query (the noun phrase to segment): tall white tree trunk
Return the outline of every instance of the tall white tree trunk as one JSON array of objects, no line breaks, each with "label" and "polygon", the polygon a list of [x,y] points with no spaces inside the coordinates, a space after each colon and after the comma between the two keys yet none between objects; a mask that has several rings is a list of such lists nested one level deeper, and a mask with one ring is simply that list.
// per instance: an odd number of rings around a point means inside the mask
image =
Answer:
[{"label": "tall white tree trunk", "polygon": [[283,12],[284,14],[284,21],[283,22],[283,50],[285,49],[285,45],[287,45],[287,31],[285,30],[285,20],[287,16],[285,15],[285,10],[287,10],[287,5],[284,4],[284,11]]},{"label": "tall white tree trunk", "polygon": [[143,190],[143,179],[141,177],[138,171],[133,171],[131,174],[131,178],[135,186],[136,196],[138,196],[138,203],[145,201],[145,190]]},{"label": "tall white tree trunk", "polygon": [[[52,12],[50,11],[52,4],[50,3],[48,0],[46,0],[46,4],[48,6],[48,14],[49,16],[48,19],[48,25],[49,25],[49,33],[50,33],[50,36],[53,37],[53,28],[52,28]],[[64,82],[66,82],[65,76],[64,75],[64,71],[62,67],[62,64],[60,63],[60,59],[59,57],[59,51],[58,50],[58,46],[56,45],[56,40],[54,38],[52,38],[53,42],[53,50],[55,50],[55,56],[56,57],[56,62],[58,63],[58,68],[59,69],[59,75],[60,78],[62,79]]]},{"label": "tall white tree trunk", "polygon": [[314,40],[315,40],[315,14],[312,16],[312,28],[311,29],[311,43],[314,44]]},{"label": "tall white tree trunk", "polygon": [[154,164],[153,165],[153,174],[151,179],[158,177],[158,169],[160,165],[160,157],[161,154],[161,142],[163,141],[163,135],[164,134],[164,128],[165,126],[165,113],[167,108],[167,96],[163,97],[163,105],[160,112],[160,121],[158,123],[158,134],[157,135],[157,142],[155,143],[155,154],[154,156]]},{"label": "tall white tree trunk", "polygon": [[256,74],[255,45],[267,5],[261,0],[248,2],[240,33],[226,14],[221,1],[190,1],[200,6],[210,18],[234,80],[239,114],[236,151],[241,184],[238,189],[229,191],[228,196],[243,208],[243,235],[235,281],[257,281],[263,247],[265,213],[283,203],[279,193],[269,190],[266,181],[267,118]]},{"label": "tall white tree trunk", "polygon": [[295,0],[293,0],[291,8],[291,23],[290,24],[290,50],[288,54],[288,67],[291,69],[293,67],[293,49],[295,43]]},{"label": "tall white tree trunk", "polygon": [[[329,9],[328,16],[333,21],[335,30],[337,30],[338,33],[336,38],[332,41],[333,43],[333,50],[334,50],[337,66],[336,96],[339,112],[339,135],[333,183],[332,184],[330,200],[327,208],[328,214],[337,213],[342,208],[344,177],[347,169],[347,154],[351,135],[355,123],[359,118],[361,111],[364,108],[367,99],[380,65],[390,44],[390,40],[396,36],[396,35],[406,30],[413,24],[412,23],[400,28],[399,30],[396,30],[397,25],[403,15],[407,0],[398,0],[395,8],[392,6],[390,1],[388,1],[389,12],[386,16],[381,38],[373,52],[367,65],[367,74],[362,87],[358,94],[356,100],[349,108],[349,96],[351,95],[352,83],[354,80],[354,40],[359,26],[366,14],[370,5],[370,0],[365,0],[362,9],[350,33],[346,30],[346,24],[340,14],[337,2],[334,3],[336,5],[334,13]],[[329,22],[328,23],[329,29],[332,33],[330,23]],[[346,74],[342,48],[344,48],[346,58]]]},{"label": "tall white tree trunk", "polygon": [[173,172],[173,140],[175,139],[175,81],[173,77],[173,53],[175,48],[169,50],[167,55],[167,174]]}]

* **Exercise instructions**
Identify each line of the data above that contains the word "mask", and copy every such line in full.

* **Written response**
Return the outline of every instance of the tall white tree trunk as one JSON array of objects, no line breaks, each with "label" and "polygon", the polygon a list of [x,y] points with no spaces inside the coordinates, a space after each colon and after the comma between the two keys yet none between objects; a mask that has several rings is a list of such lists nested one level deeper, and a mask with one ring is simply that list.
// per instance: an odd number of rings around a point means inside the mask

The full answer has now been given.